Page text
-*-

Scarlet Witch and Thor seem to have the most direct enemies. Wolverine has the most allies but also many enemies. It looks like Triton has a big family with 17 direct relative relationships. We can use the apoc.path.subgraphAll procedure to examine the relatives' community of Triton. Check the documentation for more information.

MATCH p=(c:Character{name:"Triton"})
CALL apoc.path.subgraphAll(id(c), {relationshipFilter:"RELATIVE"})
YIELD nodes, relationships
RETURN nodes, relationships

Results

I never knew that some of the Marvel heroes have quite a big happy family. It wouldn’t be accurate if there weren’t a black sheep of the family present. Maximus looks like the family’s black sheep here as he has four enemies within the family. You might wonder why ally and enemy relationships are shown when we only traversed the relative ties. Neo4j Browser has a feature that displays all connections between nodes on the screen.

If you have a dense graph, you should probably tick off this setting as otherwise a lot of connections will show up in the Neo4j Browser.

Weakly Connected Components algorithm

The Weakly Connected Components is a part of almost every graph analysis workflow. It is used to find disconnected components or islands within the network.

Example results of WCC algorithm

In this example, the graph consists of two components. Michael, Mark, and Doug belong to the first component, while Bridget, Alice, and Charles belong to the second component. We will apply the Weakly Connected Components algorithm to find the largest component of allied characters. As we don’t plan to run any other algorithms on this network, we will use the anonymous graph projection.

CALL gds.wcc.stream({
nodeProjection:'Character',
relationshipProjection:'ALLY'})
YIELD nodeId, componentId
WITH componentId, count(*) as members
WHERE members > 1
RETURN componentId, members
ORDER BY members DESC
LIMIT 5

Results

The largest component of allies has 195 members. Then we have a couple of tiny allies islands with only a few members. If we visualize the largest component of allies in the Neo4j Browser and have the connect results nodes option selected, we get the following visualization.

-*-

Excerpted data
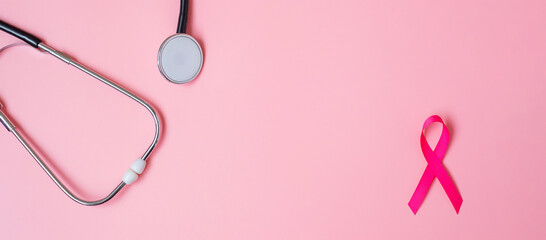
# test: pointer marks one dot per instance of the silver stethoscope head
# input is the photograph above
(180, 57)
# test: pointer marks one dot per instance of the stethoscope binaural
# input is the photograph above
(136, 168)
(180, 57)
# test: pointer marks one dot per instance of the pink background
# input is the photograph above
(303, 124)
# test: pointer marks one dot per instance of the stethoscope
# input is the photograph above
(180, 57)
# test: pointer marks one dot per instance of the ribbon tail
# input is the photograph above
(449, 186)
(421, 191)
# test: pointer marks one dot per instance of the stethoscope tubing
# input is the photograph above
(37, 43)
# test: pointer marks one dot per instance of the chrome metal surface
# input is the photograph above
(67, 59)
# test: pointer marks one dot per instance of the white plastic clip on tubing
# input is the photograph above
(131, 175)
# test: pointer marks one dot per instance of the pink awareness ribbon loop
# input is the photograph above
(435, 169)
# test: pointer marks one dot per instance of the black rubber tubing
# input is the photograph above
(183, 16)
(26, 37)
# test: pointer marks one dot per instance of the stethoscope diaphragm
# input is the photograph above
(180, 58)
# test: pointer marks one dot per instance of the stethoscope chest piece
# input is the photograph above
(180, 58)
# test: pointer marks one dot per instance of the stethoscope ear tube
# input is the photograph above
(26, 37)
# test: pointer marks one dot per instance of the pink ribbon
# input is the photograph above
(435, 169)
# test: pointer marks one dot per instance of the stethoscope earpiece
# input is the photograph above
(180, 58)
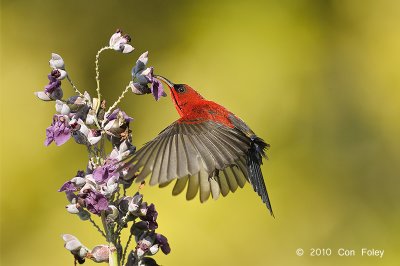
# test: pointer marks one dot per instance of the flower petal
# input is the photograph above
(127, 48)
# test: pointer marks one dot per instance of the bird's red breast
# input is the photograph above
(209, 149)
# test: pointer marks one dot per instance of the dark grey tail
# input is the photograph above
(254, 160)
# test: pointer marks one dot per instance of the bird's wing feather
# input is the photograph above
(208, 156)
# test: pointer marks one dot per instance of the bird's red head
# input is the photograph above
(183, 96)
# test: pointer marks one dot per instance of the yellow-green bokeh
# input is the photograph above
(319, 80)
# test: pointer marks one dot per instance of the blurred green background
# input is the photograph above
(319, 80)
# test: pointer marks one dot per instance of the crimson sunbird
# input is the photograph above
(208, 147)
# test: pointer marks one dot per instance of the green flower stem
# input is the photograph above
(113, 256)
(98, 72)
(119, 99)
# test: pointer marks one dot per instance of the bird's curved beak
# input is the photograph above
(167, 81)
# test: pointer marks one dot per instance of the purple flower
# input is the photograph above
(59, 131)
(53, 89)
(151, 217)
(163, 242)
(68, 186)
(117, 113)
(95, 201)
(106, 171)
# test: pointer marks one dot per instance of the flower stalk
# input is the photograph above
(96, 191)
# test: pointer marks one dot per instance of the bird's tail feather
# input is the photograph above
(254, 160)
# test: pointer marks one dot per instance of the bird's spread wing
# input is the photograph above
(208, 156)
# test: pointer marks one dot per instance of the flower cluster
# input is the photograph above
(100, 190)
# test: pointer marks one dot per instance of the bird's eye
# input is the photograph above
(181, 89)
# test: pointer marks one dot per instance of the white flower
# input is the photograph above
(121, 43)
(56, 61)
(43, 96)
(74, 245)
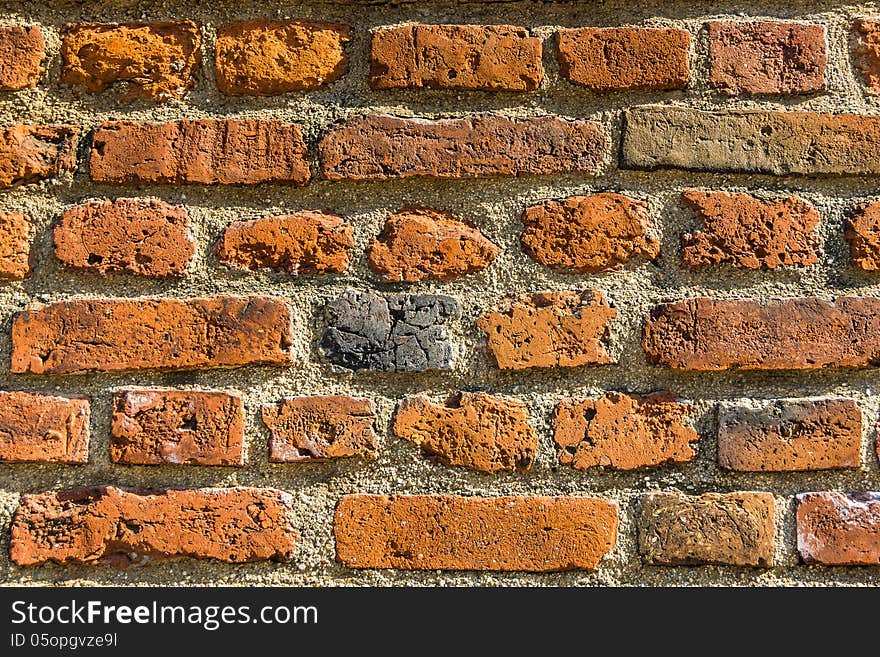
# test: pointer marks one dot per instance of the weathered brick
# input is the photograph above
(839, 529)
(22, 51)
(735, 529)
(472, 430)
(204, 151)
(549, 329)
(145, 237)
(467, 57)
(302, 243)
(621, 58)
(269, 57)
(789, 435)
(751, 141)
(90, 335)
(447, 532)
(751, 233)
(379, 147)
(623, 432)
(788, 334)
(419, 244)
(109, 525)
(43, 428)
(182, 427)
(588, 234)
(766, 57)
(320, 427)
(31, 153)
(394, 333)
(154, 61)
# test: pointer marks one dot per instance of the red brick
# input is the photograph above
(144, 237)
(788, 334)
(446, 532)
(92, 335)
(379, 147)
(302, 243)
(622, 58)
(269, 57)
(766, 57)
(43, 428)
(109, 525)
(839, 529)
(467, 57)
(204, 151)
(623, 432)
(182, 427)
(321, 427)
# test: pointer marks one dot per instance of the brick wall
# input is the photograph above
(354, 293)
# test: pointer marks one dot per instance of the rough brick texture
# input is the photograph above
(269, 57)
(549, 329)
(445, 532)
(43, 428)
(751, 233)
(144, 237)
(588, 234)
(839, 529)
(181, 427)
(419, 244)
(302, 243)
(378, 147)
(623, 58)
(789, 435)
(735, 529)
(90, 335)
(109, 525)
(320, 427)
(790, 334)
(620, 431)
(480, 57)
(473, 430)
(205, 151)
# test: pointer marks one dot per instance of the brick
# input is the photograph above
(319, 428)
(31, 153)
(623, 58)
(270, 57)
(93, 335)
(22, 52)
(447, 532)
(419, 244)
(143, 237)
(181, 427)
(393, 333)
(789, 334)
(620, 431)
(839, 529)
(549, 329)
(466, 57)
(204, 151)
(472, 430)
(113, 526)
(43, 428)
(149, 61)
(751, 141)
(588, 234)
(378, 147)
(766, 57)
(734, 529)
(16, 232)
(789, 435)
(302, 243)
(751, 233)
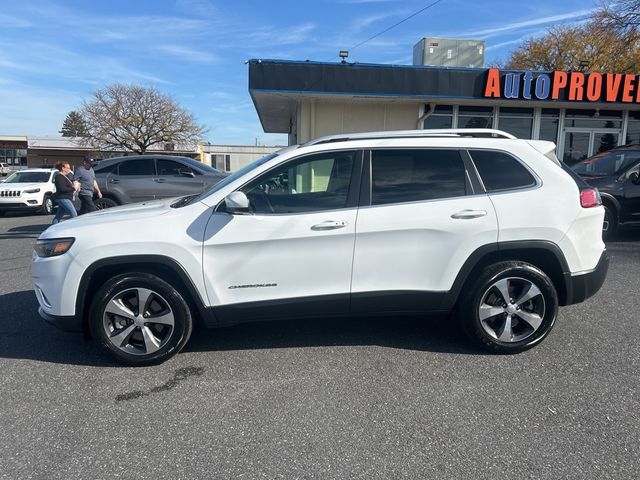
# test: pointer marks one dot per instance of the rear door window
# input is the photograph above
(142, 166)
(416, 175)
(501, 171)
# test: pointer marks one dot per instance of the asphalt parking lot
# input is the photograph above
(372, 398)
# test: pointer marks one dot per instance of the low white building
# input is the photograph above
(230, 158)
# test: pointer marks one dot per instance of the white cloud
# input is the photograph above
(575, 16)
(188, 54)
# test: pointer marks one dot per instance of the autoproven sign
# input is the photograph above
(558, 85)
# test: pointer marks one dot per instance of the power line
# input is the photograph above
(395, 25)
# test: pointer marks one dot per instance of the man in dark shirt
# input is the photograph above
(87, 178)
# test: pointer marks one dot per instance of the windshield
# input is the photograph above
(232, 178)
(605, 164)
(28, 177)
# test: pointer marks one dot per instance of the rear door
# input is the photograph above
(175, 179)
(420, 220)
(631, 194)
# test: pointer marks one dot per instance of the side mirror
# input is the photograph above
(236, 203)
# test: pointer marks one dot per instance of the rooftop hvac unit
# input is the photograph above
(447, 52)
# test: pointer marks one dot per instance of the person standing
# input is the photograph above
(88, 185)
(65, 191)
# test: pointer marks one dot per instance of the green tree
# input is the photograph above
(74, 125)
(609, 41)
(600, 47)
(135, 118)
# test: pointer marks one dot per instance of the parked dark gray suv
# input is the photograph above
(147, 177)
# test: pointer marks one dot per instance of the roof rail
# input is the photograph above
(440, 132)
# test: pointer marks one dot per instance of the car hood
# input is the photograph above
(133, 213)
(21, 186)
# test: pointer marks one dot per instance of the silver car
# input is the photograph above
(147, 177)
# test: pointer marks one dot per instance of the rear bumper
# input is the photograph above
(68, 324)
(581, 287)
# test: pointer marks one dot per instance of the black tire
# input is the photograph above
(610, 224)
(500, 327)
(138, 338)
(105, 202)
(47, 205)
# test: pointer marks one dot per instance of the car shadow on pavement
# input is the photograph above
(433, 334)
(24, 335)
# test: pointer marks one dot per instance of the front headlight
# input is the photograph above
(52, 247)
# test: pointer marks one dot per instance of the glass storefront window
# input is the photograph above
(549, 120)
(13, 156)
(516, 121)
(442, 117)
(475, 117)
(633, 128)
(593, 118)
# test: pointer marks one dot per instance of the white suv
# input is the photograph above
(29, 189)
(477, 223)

-*-

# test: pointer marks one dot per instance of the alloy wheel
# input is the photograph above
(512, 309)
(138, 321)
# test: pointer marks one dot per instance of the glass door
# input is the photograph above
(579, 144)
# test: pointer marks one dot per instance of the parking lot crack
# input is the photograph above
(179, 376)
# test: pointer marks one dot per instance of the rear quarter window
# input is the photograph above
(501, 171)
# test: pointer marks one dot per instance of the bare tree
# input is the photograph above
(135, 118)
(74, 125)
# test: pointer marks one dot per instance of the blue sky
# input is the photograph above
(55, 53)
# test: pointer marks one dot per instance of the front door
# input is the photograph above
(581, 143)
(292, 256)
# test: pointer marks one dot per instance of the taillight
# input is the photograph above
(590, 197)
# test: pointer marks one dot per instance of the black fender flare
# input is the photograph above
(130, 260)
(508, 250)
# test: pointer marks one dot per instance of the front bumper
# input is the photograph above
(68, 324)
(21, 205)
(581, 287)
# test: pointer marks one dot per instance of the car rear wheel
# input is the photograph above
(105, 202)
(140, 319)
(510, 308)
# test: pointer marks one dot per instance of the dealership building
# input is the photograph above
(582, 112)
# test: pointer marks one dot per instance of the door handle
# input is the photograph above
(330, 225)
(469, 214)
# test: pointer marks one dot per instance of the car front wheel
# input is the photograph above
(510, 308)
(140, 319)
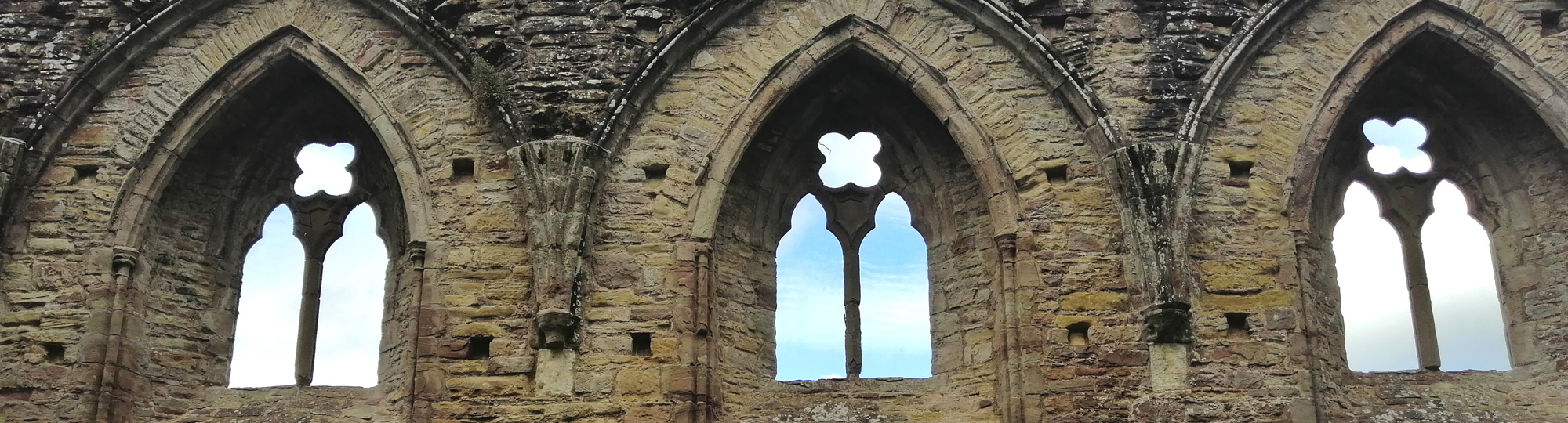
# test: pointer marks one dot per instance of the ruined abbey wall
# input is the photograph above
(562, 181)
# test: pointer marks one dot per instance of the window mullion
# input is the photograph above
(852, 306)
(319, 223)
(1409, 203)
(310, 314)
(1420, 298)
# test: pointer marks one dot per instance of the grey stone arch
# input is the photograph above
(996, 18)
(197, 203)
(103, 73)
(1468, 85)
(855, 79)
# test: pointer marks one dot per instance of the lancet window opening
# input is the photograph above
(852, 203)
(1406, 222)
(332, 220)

-*-

Continue the Neo4j walkthrough of Marvel character relationships, starting right after its final sentence.

Although we have found the largest allies component, we can observe that many of the characters in the component are actually enemies (red relationships). To better understand why this occurs, let’s look at the following example.

In this example, Thanos is an enemy with Gamora, Magus, and Captain Marvel but is still a member of the same allied component. They belong to the same component because one can traverse the graph from any of the members to all the other group members using only the ALLY relationships (if we treat them as undirected).

Custom ally component algorithm

Suppose we wanted to find communities of allies where there are no enemies within the given component. The algorithm implementation is relatively straightforward, and you could use Neo4j custom procedures, for example. Still, if you are like me and don’t speak Java, you can always resort to your favorite scripting language. I have developed the custom Ally component algorithm in Python. First, we define some helper functions for fetching allies and enemies of a single node.

My implementation is relatively simple. The input to the algorithm is the list of all node ids in the largest allied components. Start from a single node, load its enemies into the enemies list and load its allies into a queue that will be processed later. Then we iterate over the allied queue. If a node is not an enemy with any of the existing nodes in the component, add them to the community list and add their enemies to the community’s enemies list. I’ve added some minor performance tweaks like if we have traversed the node already in the allies queue, we can remove that node from the global list of starting nodes.

In this code, the algorithm only returns the ids of nodes that belong to the largest allied component where there are no enemies within. It shouldn’t be a problem to mark these nodes in Neo4j, as you can match them by their ids. The largest component of allies, where there are no enemies within, has 142 members. If we visualize it in Neo4j Browser, we can see that there are no enemy relationships visible.

Analyzing characters’ stats

In the last part of our analysis, we will examine the stats of the characters. We have the stats available for a total of 470 heroes. This information was scraped from Marvel’s website. Here is an example of what the stats look like for a single character on the Marvel website.

Can you guess to whom they belong? They are Tony Stark’s (Iron Man) stats. The scale for stats ranges from zero to seven, and Iron Man does not have a single seven. Probably not the strongest of the heroes, even though he is one of the more popular ones. Now we will explore the characters with the highest stats average. Whenever I need some help with my cypher queries, I turn to Neo4j Slack. Luckily for us, Andrew Bowman is always around with great advice on optimizing and prettifying our cypher queries. This time he showed me the apoc.map.values procedure. It can be used to fetch all properties of a single node without explicitly writing the property keys.

MATCH (c:Character)-[:HAS_STATS]->(stats)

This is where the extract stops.